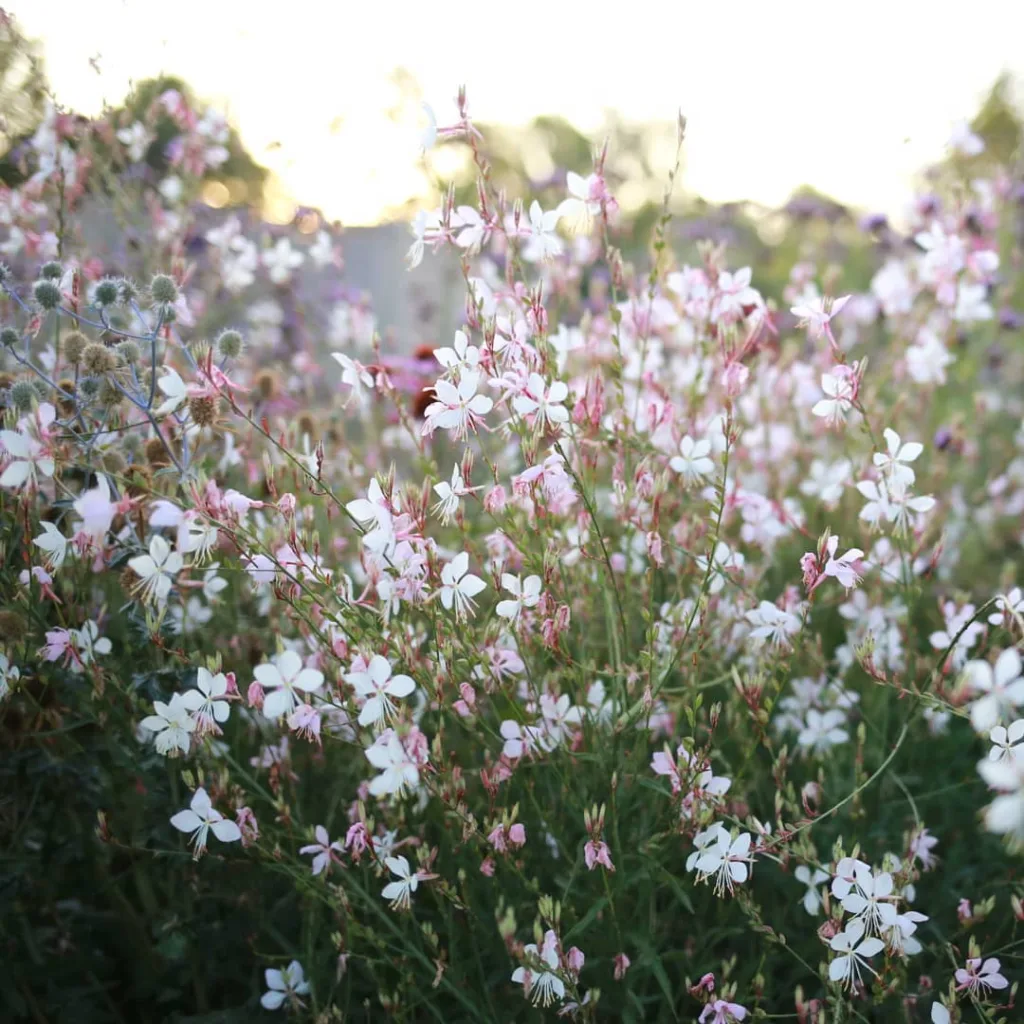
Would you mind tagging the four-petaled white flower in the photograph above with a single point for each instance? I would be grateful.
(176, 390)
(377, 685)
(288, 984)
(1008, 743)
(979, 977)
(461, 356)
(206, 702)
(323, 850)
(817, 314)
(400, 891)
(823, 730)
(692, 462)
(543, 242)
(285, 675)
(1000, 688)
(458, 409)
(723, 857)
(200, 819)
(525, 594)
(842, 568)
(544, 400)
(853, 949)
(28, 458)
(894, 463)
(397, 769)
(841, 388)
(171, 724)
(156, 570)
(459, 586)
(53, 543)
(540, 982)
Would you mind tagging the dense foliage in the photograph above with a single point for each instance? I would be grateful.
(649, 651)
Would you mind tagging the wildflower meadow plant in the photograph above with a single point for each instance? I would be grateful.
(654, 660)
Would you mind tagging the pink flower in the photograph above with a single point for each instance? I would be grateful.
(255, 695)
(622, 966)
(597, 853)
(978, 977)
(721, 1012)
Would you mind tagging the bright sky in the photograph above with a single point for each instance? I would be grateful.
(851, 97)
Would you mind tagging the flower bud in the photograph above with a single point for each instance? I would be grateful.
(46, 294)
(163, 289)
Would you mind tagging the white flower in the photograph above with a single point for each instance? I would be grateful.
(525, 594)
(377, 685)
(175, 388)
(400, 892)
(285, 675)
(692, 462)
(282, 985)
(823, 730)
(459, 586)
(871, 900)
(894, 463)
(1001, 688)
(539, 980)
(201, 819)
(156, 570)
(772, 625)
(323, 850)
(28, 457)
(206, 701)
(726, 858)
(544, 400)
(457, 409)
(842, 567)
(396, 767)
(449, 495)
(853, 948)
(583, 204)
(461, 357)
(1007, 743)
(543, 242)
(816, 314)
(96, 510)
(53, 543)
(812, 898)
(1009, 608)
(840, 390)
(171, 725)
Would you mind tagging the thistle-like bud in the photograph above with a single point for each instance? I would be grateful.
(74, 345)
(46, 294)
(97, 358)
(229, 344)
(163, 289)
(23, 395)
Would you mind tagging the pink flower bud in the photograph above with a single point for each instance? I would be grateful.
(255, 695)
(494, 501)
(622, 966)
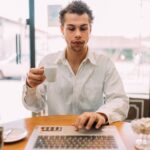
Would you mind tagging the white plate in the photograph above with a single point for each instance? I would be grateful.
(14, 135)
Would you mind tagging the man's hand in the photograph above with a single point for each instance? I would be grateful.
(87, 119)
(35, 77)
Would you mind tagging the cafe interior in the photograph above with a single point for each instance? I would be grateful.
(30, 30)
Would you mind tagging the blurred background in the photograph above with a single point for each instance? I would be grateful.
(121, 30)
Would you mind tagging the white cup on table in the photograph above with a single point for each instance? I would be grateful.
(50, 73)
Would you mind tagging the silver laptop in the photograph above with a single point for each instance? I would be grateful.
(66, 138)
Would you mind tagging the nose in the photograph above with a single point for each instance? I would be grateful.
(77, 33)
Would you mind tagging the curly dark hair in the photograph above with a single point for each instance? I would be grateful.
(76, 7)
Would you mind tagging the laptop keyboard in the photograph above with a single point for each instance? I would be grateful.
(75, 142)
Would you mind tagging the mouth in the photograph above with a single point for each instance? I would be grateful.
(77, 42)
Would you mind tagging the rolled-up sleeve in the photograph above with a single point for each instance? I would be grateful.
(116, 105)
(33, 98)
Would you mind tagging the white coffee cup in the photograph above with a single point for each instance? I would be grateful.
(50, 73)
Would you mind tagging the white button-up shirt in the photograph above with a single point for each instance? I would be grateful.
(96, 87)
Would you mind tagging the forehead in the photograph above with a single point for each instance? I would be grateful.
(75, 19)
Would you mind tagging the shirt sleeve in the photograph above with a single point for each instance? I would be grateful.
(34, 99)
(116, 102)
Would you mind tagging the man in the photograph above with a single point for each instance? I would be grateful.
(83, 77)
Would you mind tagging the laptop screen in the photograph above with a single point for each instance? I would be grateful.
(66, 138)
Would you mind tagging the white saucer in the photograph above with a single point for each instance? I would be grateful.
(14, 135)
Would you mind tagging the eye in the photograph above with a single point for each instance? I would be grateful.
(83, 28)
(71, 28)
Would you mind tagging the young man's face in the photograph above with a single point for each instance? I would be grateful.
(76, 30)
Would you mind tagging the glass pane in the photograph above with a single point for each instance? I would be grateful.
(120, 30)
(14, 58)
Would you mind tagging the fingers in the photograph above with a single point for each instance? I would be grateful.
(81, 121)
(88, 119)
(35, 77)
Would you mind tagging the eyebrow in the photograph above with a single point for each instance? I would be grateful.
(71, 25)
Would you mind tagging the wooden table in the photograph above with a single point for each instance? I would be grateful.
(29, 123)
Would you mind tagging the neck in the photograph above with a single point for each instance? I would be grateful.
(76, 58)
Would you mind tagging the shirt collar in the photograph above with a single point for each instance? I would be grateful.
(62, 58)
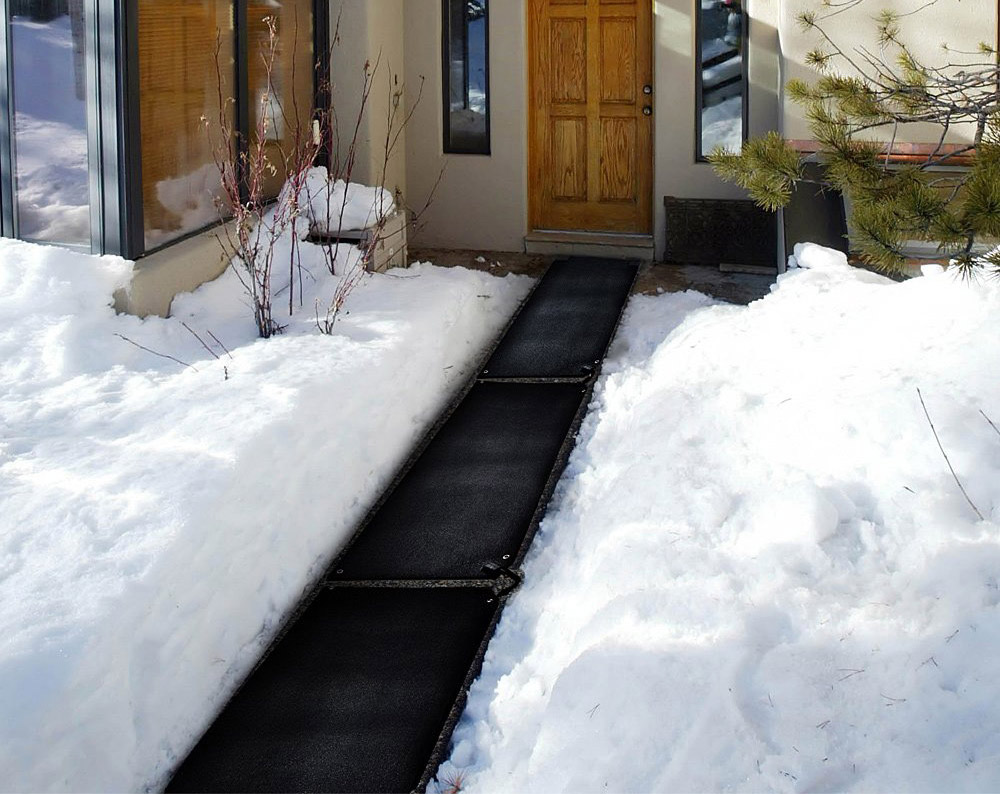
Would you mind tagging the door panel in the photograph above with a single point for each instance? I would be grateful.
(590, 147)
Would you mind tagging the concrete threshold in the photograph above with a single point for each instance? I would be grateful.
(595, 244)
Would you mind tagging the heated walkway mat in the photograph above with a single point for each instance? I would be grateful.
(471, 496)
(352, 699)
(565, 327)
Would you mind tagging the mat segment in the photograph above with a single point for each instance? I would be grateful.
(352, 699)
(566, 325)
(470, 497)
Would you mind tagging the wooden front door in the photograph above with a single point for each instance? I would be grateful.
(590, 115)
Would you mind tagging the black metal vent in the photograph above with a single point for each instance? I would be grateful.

======

> _YOUR INSTRUCTIONS_
Output everything from the line containing "Would you mind tagging the pink flower in" down to the line containing "(721, 1012)", both included, as a Markdown table with the columns Number and Line, one line per table row, skipping blank lines.

> _ANSWER BELOW_
| Number | Line |
|---|---|
| 1 | Would you mind tagging the pink flower in the photograph above with a single point for each instance? I would be grateful. |
| 2 | (255, 695) |
| 3 | (622, 966) |
| 4 | (597, 853) |
| 5 | (978, 977) |
| 6 | (721, 1012) |